Point-per-instance localization data
● ● ●
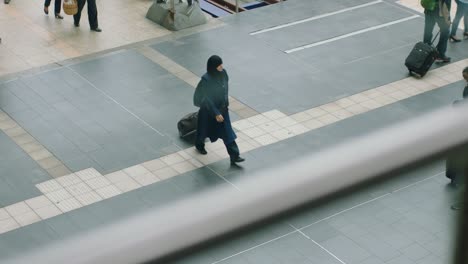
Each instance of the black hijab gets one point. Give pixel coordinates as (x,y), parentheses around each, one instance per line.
(213,62)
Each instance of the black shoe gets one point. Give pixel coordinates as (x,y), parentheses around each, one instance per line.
(201,150)
(237,160)
(454,39)
(443,59)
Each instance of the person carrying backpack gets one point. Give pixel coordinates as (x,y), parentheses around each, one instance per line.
(437,11)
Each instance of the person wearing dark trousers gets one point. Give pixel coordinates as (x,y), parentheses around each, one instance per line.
(57,7)
(92,14)
(462,11)
(440,15)
(211,95)
(457,164)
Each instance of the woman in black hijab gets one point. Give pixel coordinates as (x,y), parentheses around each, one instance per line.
(211,95)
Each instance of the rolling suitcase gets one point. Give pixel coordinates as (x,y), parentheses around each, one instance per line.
(421,58)
(187,125)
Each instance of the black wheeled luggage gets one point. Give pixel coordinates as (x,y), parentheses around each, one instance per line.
(421,58)
(187,125)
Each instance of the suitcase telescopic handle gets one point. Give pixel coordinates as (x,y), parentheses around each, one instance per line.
(432,42)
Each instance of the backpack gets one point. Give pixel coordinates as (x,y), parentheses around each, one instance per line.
(428,4)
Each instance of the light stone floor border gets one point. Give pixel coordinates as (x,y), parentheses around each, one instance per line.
(86,187)
(415,5)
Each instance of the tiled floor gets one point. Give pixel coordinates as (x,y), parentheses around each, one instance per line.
(101,131)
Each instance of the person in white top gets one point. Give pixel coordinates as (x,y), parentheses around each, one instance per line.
(462,11)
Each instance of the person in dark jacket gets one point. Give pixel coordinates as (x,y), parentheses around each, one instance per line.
(441,16)
(457,164)
(92,14)
(57,7)
(211,95)
(462,11)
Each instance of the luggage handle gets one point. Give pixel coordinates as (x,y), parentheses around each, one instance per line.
(435,37)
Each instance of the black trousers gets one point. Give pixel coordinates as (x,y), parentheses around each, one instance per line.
(232,148)
(92,13)
(430,19)
(57,5)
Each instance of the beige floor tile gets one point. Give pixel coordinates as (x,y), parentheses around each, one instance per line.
(286,122)
(172,159)
(316,112)
(327,119)
(127,185)
(88,198)
(58,196)
(298,129)
(166,173)
(16,131)
(146,179)
(100,182)
(301,117)
(331,107)
(344,102)
(108,191)
(184,167)
(7,124)
(48,211)
(8,225)
(258,119)
(357,109)
(49,186)
(38,202)
(254,132)
(49,162)
(282,134)
(68,180)
(31,147)
(342,114)
(40,154)
(58,171)
(155,164)
(69,205)
(18,209)
(266,139)
(78,189)
(135,170)
(117,176)
(313,124)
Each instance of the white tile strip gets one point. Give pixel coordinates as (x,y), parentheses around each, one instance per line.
(350,34)
(88,186)
(314,18)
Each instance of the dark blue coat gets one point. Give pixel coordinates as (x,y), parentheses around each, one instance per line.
(211,95)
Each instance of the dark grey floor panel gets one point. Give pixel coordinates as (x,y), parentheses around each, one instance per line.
● ● ●
• **WORK INSTRUCTION**
The entries above should be given again exactly, minus any pictures.

• **RESULT OF THIS TASK**
Each instance of the black hijab gets one point. Give pixel coordinates as (x,y), parentheses around each, one instance per line.
(213,62)
Each instance of the black shoe gets one point. Give pixel coordinates as (x,y), parentheses around each, one instance per line.
(201,150)
(237,160)
(454,39)
(443,59)
Each instance of the person carrying backpack gets one point. Give pixel coordinates as (x,y), parentheses around each, one instance per line.
(437,11)
Each instance of the person wearing dark trousers gets one point. Give pixel coordinates as (x,y), parentheses around each, one instance per line.
(57,7)
(92,14)
(462,11)
(440,15)
(211,95)
(457,164)
Each instance of the woman in black hijab gets one point. Give pixel coordinates as (x,y), parentheses around each, one instance per line.
(211,95)
Each instance of the rolling suitcase gets one point. Give pixel coordinates as (x,y), parentheses around each, one instance per line.
(421,58)
(187,125)
Each instance of the black wheeled luggage gets one point. Give pixel coordinates as (x,y), parentheses around each, one instance per line.
(421,58)
(187,125)
Each instance of the suitcase telescopic handle gets one point. Give pixel coordinates as (x,y), parentheses around each, one instance per line.
(432,42)
Each instance of the backpack gets one point. Give pixel coordinates as (x,y), parentheses around each, one instance per line.
(428,4)
Each instance of the light stone floor border gets one point. Give pixel coordinates as (x,y), parentheses around each, one instance per line.
(86,187)
(415,5)
Each instance of the tiled floor gets one point. Give pixel coordinates as (x,y), parentheses around each, one instance per line.
(101,131)
Each instance of the person in white top gets one point. Give pixel coordinates as (x,y), parentheses around each, one instance per line.
(462,11)
Each instance of the person in dark jacket gets one point. Give pixel coordinates as (x,y), parentheses around each, one instance per line.
(441,16)
(457,164)
(92,14)
(57,7)
(211,95)
(462,11)
Each instance of the luggage handle gets one point. Give pixel coordinates as (x,y), parentheses around each, one instance per line.
(435,37)
Each instance of the black trousers gets one point. Give pixel coordinates as (x,y), parentheses around each, one instance per line.
(232,148)
(92,13)
(430,19)
(57,5)
Each instance of the beige floor tile gets one point. Give pixel coordinates as (x,y), parentheses around each, one instance per line.
(286,122)
(172,159)
(316,112)
(327,119)
(127,185)
(88,198)
(58,196)
(298,129)
(166,173)
(16,131)
(146,179)
(100,182)
(301,117)
(331,107)
(344,102)
(108,191)
(184,167)
(7,124)
(48,211)
(8,225)
(258,119)
(357,109)
(49,186)
(38,202)
(254,132)
(49,162)
(282,134)
(68,180)
(31,147)
(342,114)
(40,154)
(58,171)
(155,164)
(69,205)
(18,209)
(266,139)
(78,189)
(135,170)
(117,176)
(313,124)
Each instance of the white tile strip gets one point. Give pixel coordinates as (x,y), parentheses around each, one instance per line.
(350,34)
(88,186)
(314,18)
Each instance of the dark blue coat gets one point. Give pixel coordinates as (x,y), parentheses around each, one instance per line.
(211,95)
Each instance of the dark grey floor panel gets one point. Give pixel coordinates as (x,y), parentheses around each, one instance per line.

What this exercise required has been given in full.